_Document_.
** Begin **

Congestion Charge sign in London

Does your organization understand the real costs of the congestion suffered by your IT services? Effective management and avoidance of congestion can deliver better service and reduced costs, but some solutions can be tough to sell to customers.

The Externalities of Congestion

In 2009, transport analyst and activist Charles Komanoff published, in an astonishingly detailed spreadsheet, his Balanced Transportation Analysis for New York City.  His aim was to explore the negative external costs caused by the vehicular traffic trying to squeeze into the most congested parts of the city each day.

His conclusion? In the busiest time periods, each car entering the business district generates congestion costs of over $150.

Graph showing Congestion Costs outlined in Komanoff's Balanced Transportation Analysis
Congestion Costs outlined in Komanoff’s Balanced Transportation Analysis

Komanoff’s spreadsheet can be downloaded directly here. Please be warned: it’s a beast – over three megabytes of extremely complex and intricate analysis. Reuters write Felix Salmon succinctly stated that “you really need Komanoff himself to walk you through it“.

** End **

_Provided material_.
** Begin **

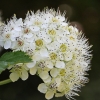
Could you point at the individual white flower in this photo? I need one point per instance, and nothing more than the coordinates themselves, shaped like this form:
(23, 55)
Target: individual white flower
(50, 89)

** End **

_Requirement_.
Reproduce the passage on congestion costs above in full, word for word.

_Problem solution_.
Congestion Charge sign in London

Does your organization understand the real costs of the congestion suffered by your IT services? Effective management and avoidance of congestion can deliver better service and reduced costs, but some solutions can be tough to sell to customers.

The Externalities of Congestion

In 2009, transport analyst and activist Charles Komanoff published, in an astonishingly detailed spreadsheet, his Balanced Transportation Analysis for New York City.  His aim was to explore the negative external costs caused by the vehicular traffic trying to squeeze into the most congested parts of the city each day.

His conclusion? In the busiest time periods, each car entering the business district generates congestion costs of over $150.

Graph showing Congestion Costs outlined in Komanoff's Balanced Transportation Analysis
Congestion Costs outlined in Komanoff’s Balanced Transportation Analysis

Komanoff’s spreadsheet can be downloaded directly here. Please be warned: it’s a beast – over three megabytes of extremely complex and intricate analysis. Reuters write Felix Salmon succinctly stated that “you really need Komanoff himself to walk you through it“.